Having built an essential SMILES feature on the shaky ground of Hückel's rule, three paths forward are now open: (1) do nothing; (2) refine Hückel's rule; or (3) replace Hückel's rule with something better.
Doing nothing is always an option. The current status quo has persisted for decades and may continue to work for several more. However, leaving this issue open will undermine any attempts to standardize SMILES, just as it did with OpenSMILES.
Alternatively, we can think of ways to adapt Hückel's rule. For example, Platt introduced a "perimeter rule" as a way to deal with fused benzenoid systems:
We define this group of hydrocarbons as follows. Every planar conjugated system has certain carbon atoms at the edge of the system which we may call "perimeter carbons." In a cata-condensed system or in a polyene, every carbon is on the perimeter (Fig. 6, hexatriene, anthracene). In a pericondensed system such as pyrene, there are additional carbons inside. If the perimeter carbons were removed, some or all of these additional carbons would lie on the new perimeter. These we may call "second-perimeter carbons." If the system is large enough, we may remove these carbons also, and have "third-perimeter carbons" within, and so on.

== == ==

— Complete the following —
a. In the passage on Hückel's rule, what did Platt introduce for dealing with fused benzenoid systems?
b. Print the passage on Hückel's rule word for word, from "Alternatively, we can" to "within, and so on.".

— Information shown —
== == ==

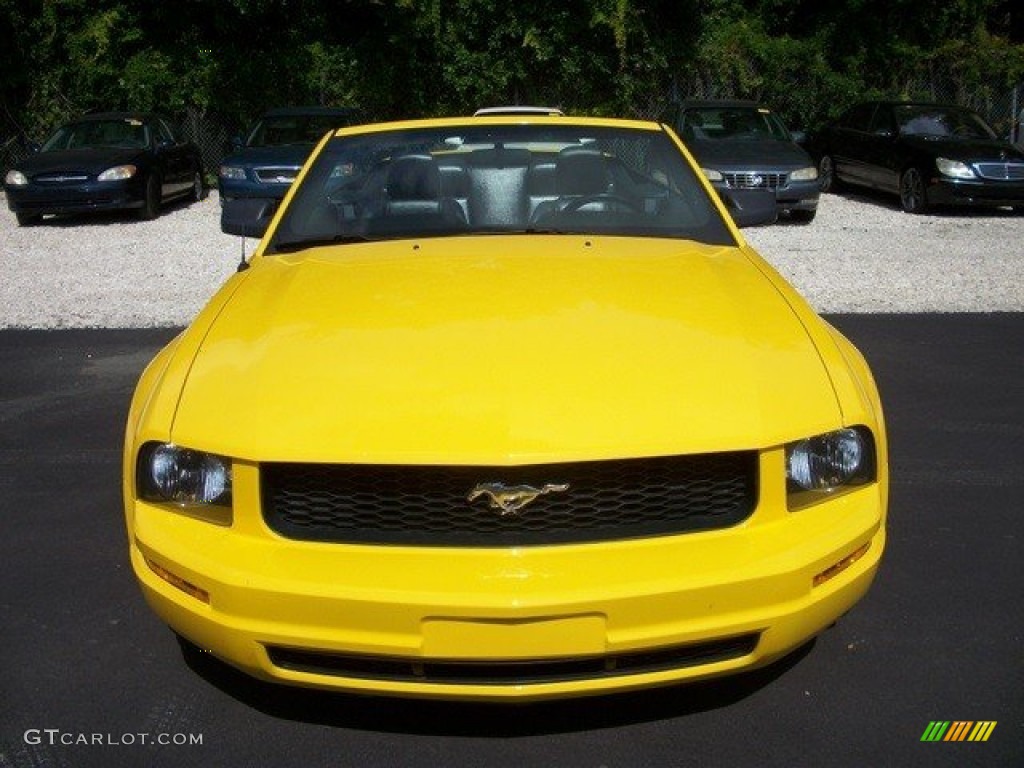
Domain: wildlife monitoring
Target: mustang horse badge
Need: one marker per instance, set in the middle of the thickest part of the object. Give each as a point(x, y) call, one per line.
point(510, 499)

== == ==

— Solutions for each task —
a. A "perimeter rule."

b.
Alternatively, we can think of ways to adapt Hückel's rule. For example, Platt introduced a "perimeter rule" as a way to deal with fused benzenoid systems:
We define this group of hydrocarbons as follows. Every planar conjugated system has certain carbon atoms at the edge of the system which we may call "perimeter carbons." In a cata-condensed system or in a polyene, every carbon is on the perimeter (Fig. 6, hexatriene, anthracene). In a pericondensed system such as pyrene, there are additional carbons inside. If the perimeter carbons were removed, some or all of these additional carbons would lie on the new perimeter. These we may call "second-perimeter carbons." If the system is large enough, we may remove these carbons also, and have "third-perimeter carbons" within, and so on.